■ **Extract**:
== Segment start ==

Can there be too much health care?


I’ve often seen ideologues play with numbers. It’s easy to do but inherently dishonest though some of it is simply due to ignorance and not intentional dishonesty. People have a tendency to stop looking when they find what they want to find.

One of my private passions has been understanding the role of incentives and economics. One thing a decent economist can teach you is to think beyond the obvious. Much of economics is counterintuitive.

For instance, raising the minimum wage doesn’t raise the income of the poorest workers. They tend to become unemployed. Most workers are above the minimum wage so it has no impact on them. Only a small number of workers have productivity levels higher that what their pay scale indicates. They will see their incomes increase and remain employed since their productivity is worth more than their wages. Those with lower productivity, at the bottom of the wage scale, will end up on unemployment. This is a bit more complicated that the simplistic idea that a high wage minimum raises income.

Recently, in the Christian Science Monitor, Donald Boudreaux took on Corinne Maier from the New York Times. She claimed that French workers were more productive than American workers. And since the French work fewer hours this difference is “proof that you can work better by working less.” That may be a good sound bite but its not necessarily good economics.

Boudreaux noted that French labor regulations make hiring people very expensive -- one of the reasons for the very high rates of unemployment especially among the least educated. High labor costs weed out the least productive workers from the workplace.

In Boudreaux’s example he suggests a $500 per hour minimum wage would automatically make American workers the most productive in the world. The reason is simple. Only those whose productivity is worth more than $500 per hour would have jobs while the zero productivity of the unemployed is never factored in to the productivity rates.

Strictly speaking, if the French also included the vast numbers of people who can’t find work in their productivity ratings they wouldn’t look so good. Consider a race between two groups of kids. In one group the teacher goes around breaking the legs of slowest runners. Then they have a competition where only those who can run do so. They add up the times and declare the first class has a higher average speed. Breaking the legs of slow runners would increase the average of those who run. That is what the French do -- they break the “productivity legs” of their slowest runners.

I thought Boudreaux’s editorial was quite enlightening and one of the best things on economics I’ve read in a long time. It takes a “fact,” as the media reports it and scrutinizes it -- something the media is not likely to do for a number of understandable reasons.

== Segment end ==

Stored data entries:

== Segment start ==

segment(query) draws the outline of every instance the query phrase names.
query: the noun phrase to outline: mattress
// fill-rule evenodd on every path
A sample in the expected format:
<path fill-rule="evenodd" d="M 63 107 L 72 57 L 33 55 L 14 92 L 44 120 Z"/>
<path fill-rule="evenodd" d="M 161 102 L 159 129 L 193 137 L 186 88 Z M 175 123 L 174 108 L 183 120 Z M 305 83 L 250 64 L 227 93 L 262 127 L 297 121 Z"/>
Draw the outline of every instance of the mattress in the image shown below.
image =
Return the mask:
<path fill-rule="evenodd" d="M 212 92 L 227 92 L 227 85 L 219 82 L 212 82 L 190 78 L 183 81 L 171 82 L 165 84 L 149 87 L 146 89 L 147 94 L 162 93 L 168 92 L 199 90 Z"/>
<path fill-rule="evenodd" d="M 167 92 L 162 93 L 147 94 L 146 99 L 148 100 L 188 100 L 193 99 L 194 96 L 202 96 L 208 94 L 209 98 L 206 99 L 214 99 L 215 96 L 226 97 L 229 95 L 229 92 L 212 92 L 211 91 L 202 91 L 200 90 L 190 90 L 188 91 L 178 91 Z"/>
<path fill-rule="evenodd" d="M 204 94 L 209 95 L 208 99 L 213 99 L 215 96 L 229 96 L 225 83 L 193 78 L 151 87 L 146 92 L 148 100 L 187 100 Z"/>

== Segment end ==

■ **Description of the task**: According to the article, what hourly minimum wage does Boudreaux say would automatically make American workers the most productive in the world? Rely on the article alone.

■ **Answer section**: $500 per hour